[Task data]
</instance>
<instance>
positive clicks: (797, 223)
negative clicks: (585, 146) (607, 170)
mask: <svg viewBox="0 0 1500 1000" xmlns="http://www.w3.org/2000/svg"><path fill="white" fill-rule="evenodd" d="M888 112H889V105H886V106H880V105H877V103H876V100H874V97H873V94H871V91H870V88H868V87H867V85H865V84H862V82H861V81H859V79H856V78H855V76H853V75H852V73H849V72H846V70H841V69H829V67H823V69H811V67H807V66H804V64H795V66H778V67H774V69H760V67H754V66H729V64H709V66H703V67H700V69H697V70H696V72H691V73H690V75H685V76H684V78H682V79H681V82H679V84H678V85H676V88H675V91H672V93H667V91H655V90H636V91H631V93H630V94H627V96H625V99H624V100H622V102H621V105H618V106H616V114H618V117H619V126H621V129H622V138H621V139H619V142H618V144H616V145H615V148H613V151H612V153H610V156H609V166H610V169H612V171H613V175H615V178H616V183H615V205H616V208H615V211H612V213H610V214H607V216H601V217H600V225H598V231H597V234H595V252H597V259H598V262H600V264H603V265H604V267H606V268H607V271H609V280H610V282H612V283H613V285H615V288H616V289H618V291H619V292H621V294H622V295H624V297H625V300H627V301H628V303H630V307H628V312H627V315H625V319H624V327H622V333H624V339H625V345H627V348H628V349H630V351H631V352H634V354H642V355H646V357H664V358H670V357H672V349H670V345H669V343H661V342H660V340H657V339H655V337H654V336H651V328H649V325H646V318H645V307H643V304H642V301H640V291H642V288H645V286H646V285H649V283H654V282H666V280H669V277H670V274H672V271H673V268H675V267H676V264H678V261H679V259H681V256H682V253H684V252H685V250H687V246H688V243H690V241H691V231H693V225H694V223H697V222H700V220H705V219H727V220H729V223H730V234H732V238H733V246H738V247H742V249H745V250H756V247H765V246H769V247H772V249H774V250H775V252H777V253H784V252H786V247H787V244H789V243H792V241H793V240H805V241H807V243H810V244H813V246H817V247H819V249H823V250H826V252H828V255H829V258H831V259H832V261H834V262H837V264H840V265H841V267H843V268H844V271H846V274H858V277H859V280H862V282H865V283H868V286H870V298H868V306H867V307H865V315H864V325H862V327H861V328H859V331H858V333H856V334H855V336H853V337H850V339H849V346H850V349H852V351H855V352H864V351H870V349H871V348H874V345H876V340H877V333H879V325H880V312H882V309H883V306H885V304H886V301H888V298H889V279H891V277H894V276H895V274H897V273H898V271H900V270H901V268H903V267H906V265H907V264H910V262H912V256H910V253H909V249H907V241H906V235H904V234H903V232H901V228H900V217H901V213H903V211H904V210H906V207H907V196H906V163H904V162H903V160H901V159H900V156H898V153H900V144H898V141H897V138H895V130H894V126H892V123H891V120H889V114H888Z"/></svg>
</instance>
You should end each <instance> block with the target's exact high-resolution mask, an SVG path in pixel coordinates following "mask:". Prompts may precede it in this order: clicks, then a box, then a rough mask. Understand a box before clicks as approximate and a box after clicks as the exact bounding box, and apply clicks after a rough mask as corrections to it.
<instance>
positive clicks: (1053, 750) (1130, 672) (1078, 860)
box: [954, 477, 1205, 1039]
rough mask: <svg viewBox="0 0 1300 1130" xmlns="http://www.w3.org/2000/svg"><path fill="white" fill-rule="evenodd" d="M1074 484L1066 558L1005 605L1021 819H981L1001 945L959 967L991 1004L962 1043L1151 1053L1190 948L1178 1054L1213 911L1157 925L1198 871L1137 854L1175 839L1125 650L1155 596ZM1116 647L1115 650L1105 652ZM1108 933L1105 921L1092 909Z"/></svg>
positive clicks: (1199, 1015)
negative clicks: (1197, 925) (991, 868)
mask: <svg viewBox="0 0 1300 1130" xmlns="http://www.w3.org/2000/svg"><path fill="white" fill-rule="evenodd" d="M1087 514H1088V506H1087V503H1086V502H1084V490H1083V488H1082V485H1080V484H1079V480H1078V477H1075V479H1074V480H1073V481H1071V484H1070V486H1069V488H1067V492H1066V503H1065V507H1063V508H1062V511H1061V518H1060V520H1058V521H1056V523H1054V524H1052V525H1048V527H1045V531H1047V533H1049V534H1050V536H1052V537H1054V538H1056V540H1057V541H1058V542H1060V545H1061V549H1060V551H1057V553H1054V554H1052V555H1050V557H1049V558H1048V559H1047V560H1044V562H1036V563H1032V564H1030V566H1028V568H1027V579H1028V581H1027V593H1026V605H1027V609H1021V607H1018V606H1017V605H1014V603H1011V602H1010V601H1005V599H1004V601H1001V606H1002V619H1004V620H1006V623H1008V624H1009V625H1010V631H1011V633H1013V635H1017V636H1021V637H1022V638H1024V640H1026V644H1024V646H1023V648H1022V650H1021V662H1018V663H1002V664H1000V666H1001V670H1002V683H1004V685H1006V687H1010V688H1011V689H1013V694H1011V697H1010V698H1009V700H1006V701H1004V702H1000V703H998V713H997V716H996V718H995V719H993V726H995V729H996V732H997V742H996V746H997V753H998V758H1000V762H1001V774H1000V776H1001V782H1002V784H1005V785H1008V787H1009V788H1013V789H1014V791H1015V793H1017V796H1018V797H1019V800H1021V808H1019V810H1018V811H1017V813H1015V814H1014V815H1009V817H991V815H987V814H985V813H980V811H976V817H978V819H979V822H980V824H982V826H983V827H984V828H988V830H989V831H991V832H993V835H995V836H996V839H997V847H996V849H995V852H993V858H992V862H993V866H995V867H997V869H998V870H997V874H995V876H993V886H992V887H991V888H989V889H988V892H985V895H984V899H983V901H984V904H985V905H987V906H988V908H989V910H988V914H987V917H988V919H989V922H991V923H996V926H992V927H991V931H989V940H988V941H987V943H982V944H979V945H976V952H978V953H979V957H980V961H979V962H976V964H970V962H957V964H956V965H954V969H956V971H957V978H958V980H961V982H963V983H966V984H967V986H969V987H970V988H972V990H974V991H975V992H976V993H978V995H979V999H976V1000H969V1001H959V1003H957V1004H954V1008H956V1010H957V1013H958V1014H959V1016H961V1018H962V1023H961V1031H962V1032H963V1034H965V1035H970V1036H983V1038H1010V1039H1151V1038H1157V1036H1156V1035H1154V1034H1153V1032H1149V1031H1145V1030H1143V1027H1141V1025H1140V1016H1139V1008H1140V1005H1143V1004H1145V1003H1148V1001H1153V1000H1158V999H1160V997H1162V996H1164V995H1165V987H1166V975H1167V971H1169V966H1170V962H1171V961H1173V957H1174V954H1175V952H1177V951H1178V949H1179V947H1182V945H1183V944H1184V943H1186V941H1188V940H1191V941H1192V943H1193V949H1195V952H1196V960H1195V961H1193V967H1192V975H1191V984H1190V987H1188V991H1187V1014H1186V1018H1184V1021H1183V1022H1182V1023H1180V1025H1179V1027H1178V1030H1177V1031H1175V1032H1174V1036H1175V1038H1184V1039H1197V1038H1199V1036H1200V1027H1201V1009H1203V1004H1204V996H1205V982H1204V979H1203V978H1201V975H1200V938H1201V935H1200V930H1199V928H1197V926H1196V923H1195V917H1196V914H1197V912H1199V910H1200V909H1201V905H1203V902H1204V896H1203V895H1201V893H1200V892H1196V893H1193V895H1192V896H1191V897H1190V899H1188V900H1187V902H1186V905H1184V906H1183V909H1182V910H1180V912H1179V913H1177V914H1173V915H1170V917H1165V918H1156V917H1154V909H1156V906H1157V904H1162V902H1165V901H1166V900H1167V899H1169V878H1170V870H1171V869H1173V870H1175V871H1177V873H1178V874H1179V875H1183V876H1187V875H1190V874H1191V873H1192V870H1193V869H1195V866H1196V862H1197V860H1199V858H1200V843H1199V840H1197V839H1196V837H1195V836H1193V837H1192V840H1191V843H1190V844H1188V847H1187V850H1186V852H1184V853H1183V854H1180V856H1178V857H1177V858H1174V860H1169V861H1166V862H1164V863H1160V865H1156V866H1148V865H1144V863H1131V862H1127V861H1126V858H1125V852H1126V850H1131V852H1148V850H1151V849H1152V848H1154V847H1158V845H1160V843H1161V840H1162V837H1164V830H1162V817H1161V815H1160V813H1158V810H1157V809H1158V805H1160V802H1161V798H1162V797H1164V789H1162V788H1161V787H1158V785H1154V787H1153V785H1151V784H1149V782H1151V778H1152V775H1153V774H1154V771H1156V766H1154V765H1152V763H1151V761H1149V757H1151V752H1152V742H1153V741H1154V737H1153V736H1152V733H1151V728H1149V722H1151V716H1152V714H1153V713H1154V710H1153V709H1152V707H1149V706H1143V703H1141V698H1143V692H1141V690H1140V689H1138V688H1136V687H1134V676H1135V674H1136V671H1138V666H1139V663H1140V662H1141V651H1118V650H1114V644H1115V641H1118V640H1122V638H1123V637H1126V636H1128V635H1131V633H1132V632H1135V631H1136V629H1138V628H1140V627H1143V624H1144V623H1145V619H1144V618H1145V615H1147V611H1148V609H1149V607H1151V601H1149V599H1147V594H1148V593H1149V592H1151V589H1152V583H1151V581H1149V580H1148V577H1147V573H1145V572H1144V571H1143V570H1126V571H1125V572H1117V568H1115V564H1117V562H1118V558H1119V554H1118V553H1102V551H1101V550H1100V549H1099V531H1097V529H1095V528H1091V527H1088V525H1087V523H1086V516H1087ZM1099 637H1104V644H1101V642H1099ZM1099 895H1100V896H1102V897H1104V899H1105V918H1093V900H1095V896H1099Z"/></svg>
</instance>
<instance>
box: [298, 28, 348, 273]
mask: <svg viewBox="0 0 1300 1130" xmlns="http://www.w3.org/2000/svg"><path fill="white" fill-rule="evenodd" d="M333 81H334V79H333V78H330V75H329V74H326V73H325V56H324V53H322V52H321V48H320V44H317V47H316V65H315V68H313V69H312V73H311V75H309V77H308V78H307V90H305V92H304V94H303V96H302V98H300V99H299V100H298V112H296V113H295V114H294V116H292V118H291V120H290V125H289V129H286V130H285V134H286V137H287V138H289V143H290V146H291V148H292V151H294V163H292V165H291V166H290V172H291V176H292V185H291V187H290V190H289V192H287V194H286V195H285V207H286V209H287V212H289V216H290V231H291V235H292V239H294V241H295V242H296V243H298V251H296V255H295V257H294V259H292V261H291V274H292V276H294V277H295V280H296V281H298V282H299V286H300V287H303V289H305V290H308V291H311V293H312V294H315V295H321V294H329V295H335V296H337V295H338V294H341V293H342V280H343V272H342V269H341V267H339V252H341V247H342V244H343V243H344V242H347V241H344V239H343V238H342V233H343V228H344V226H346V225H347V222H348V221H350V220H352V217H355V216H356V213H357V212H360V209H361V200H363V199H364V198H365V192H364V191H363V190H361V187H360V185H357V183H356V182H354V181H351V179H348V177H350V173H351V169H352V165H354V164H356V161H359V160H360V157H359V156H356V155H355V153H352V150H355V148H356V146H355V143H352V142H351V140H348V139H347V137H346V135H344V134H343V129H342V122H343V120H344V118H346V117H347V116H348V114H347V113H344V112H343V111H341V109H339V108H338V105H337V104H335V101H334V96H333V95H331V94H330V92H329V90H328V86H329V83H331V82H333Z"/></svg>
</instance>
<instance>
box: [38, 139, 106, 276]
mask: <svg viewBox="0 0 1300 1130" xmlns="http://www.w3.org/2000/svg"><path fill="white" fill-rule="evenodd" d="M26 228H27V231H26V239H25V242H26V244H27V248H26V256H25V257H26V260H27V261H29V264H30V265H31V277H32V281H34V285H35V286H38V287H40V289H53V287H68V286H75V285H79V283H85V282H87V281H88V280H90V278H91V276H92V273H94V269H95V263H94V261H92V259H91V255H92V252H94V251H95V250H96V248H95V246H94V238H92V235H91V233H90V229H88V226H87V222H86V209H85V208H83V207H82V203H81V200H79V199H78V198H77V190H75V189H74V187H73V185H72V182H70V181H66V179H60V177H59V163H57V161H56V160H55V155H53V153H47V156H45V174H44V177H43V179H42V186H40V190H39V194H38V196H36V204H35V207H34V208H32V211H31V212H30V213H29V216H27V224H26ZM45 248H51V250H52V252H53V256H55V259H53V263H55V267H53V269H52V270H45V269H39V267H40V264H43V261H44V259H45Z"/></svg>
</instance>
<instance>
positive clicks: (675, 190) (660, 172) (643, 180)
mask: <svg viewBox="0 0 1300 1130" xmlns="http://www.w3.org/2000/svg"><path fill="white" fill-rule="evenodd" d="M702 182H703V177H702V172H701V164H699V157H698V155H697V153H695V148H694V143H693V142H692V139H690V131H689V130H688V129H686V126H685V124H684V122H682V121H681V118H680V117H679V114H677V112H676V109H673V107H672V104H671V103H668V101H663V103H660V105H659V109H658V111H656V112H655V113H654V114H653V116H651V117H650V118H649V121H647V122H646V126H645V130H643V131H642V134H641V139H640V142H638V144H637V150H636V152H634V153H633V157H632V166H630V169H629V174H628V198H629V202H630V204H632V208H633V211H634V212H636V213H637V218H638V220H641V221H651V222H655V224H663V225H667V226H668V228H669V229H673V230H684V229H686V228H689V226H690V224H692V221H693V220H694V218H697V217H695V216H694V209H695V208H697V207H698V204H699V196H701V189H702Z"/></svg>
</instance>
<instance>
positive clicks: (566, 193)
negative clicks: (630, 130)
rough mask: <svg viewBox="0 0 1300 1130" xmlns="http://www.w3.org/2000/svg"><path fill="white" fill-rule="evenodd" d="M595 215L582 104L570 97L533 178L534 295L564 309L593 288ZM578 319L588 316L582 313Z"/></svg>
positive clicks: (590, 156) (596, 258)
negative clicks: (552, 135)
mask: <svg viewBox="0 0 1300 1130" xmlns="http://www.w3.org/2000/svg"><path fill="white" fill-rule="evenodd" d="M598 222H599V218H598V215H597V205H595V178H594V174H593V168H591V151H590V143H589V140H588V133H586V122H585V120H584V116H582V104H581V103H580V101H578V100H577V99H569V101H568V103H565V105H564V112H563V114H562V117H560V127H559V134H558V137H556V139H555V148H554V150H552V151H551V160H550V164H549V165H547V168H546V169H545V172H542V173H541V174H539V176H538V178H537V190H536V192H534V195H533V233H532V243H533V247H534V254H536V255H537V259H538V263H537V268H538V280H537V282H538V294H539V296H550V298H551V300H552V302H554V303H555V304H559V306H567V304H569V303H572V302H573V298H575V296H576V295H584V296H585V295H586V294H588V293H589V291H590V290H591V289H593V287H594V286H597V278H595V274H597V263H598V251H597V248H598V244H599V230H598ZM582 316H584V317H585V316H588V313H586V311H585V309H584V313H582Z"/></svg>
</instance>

[How to complete this task] Take the lines above from the one containing "positive clicks: (566, 193)" to the one containing "positive clicks: (590, 156) (596, 258)" and retype them exactly, both ends included, with nothing added.

[Result]
positive clicks: (566, 193)
negative clicks: (630, 130)
rough mask: <svg viewBox="0 0 1300 1130" xmlns="http://www.w3.org/2000/svg"><path fill="white" fill-rule="evenodd" d="M595 215L582 104L570 97L533 178L534 295L564 309L593 288ZM578 319L588 316L582 313Z"/></svg>
positive clicks: (590, 156) (596, 258)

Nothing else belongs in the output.